→ Problems to work on
1. Decide whether each statement below agrees with the passage about Garner: (a) Meet Me in St. Louis ran for two months on NBC; (b) Garner starred in Two Girls Named Smith on NBC; (c) Garner's last screen role was in A Wedding. Answer each with yes or no, quoting the words of the passage that settle it.
2. Reproduce the part of the passage about Garner between "Garner's Broadway credits" and "Smith on ABC.", inclusive, with no changes.

----- Text under study -----

Garner's Broadway credits include Home Is the Hero, First Lady, The Royal Family, and The Man.

==Radio and television==
In 1950, Garner starred as Esther Smith in the radio comedy Meet Me in St. Louis. The program ran two months on NBC.

Garner was a panelist in two television programs, Leave It to the Girls on ABC and NBC and Who Said That? on NBC. In 1951, she starred in the comedy Two Girls Named Smith on ABC.

In summer 1960, Garner appeared in "The Unfamiliar", an episode of Producer's Choice, and she was cast as Julie in the episode "Stopover" of David McLean's Western series Tate. In 1960 and again in 1962, Garner was cast in the episodes "Once Around the Circuit" and "Build My Gallows Low", respectively, on the ABC series Adventures in Paradise, with Gardner McKay. Garner appeared as Edie Brewer in the 1961 Naked City episode "Button in the Haystack" alongside Albert Salmi, to whom she was married at the time, and in which the couple played husband and wife onscreen. In 1961, she starred with Richard Boone in the episode "Dream Girl" on Have Gun – Will Travel. During the early 1960s, Garner also appeared in one episode each of Bonanza ("The Rival") and Combat!, both under director Robert Altman (see next section).

==Later years==
After Garner's film career ended, she ventured into stage acting and had some success, but also worked as a real estate agent and fleet car executive between acting jobs to support herself. After a decade away from work in feature films, she appeared as the pregnant aunt in the critically acclaimed film, A Wedding (1978), directed by Robert Altman, with whom she had worked on television in the early 1960s. Her final screen performance was a small part in a made-for-television feature This Year's Blonde (1980).

==Personal life and death==
Garner married singer/game show host Richard Hayes on February 22, 1951; the couple divorced in 1953. She then married actor Albert Salmi on May 16, 1956; they divorced on March 13, 1963. (Another source says that Garner and Salmi were married May 18, 1956.) Garner's final marriage was to Kenyon Foster Brown. After a few years, that marriage also ended in divorce.

----- Material supplied -----

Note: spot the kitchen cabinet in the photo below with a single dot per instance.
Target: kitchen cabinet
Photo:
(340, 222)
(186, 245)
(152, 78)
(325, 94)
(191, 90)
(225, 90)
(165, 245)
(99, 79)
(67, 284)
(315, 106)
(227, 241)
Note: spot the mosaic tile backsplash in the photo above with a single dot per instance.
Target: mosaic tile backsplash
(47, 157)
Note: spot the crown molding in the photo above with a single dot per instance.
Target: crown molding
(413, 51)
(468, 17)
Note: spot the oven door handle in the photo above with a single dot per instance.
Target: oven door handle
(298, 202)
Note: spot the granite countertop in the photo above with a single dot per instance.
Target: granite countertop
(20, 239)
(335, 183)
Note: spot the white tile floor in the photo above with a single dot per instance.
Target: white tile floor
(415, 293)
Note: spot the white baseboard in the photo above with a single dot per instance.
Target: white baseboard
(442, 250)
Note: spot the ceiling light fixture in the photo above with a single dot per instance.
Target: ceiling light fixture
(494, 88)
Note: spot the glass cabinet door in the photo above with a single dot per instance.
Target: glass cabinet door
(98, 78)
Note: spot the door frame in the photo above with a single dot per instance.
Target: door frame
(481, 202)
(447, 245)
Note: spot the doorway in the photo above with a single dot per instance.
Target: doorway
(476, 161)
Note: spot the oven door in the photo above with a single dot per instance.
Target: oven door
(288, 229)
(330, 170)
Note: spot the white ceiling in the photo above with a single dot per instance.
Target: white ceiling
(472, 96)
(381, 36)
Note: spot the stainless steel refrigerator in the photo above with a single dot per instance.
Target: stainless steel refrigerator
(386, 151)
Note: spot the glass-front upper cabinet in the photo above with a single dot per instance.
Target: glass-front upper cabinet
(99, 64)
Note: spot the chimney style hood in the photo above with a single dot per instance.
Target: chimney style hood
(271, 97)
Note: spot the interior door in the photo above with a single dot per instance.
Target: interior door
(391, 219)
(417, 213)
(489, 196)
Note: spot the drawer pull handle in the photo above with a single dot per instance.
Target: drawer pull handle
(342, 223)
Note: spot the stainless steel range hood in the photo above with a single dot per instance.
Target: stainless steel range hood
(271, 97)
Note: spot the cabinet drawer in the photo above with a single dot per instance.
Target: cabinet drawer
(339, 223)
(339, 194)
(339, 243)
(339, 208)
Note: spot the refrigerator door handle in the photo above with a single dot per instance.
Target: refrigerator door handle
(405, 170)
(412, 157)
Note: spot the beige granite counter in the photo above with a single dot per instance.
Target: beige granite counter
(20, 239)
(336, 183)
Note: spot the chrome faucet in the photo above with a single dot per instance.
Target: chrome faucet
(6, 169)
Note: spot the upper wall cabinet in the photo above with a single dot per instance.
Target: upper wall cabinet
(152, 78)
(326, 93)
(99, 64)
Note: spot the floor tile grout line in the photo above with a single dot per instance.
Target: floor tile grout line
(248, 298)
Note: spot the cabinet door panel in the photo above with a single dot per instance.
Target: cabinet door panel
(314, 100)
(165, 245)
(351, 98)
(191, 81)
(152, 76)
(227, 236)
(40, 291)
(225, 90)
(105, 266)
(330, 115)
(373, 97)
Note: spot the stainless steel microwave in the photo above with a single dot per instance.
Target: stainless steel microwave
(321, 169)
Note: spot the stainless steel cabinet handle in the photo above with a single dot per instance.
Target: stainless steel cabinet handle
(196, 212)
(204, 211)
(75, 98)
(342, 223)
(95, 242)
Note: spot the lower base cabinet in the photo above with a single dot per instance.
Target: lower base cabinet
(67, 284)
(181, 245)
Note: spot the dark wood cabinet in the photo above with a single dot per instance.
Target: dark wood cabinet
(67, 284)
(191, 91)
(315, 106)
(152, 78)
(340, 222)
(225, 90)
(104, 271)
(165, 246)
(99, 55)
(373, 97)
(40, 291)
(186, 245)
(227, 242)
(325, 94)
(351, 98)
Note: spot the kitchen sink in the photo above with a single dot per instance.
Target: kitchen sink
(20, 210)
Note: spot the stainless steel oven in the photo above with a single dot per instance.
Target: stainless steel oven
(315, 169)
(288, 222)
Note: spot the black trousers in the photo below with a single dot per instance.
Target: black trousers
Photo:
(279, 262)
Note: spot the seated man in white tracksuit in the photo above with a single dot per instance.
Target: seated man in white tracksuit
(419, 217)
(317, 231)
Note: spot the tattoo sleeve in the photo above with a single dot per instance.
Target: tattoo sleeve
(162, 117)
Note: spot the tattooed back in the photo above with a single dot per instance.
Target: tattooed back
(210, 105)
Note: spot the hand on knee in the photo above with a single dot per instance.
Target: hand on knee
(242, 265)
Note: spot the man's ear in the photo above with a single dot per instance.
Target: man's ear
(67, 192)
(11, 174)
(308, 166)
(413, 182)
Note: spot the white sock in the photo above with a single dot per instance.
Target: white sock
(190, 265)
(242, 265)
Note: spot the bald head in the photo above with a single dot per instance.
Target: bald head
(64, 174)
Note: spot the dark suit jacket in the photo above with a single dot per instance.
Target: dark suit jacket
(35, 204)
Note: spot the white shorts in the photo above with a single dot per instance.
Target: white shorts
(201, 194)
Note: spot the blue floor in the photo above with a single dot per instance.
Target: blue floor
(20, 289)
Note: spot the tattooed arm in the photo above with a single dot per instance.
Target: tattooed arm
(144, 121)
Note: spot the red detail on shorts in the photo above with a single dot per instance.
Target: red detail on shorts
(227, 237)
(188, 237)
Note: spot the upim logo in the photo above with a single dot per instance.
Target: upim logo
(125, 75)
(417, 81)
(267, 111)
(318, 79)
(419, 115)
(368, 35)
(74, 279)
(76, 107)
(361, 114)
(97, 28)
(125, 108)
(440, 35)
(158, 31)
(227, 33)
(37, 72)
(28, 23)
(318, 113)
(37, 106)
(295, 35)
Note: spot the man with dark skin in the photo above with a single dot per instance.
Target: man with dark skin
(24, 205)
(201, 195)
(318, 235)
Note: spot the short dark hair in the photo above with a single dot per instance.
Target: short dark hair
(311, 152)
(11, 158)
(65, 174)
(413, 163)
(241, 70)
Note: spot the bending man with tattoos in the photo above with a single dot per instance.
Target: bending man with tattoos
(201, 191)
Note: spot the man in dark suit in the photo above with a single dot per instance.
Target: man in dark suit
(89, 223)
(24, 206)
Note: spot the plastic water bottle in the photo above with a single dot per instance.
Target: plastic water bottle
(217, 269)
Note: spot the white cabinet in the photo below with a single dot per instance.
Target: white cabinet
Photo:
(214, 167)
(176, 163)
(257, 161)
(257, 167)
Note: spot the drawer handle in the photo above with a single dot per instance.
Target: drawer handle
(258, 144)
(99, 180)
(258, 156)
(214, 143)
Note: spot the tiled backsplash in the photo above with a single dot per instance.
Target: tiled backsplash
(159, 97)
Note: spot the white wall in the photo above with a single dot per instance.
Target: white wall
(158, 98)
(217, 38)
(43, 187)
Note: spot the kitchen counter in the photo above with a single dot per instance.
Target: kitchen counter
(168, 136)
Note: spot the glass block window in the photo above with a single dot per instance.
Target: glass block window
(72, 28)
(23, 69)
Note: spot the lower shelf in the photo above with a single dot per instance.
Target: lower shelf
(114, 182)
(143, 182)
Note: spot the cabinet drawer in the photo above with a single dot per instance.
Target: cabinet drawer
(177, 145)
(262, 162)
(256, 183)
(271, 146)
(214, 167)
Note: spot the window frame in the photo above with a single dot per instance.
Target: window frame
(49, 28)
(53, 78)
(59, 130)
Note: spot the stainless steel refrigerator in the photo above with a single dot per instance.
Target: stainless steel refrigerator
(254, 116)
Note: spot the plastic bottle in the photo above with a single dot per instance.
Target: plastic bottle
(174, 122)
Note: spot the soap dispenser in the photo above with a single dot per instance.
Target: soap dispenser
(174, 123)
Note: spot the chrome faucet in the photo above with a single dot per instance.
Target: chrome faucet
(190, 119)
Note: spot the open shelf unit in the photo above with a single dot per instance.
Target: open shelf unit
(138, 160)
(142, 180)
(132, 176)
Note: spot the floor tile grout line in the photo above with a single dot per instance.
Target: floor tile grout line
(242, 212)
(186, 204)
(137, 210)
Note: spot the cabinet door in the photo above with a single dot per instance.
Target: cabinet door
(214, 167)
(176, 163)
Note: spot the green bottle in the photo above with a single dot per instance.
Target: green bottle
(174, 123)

-----

→ Solutions to the problems
1.
(a) Yes: "The program ran two months on NBC."
(b) No: "In 1951, she starred in the comedy Two Girls Named Smith on ABC."
(c) No: "Her final screen performance was a small part in a made-for-television feature This Year's Blonde (1980)."

2.
Garner's Broadway credits include Home Is the Hero, First Lady, The Royal Family, and The Man.

==Radio and television==
In 1950, Garner starred as Esther Smith in the radio comedy Meet Me in St. Louis. The program ran two months on NBC.

Garner was a panelist in two television programs, Leave It to the Girls on ABC and NBC and Who Said That? on NBC. In 1951, she starred in the comedy Two Girls Named Smith on ABC.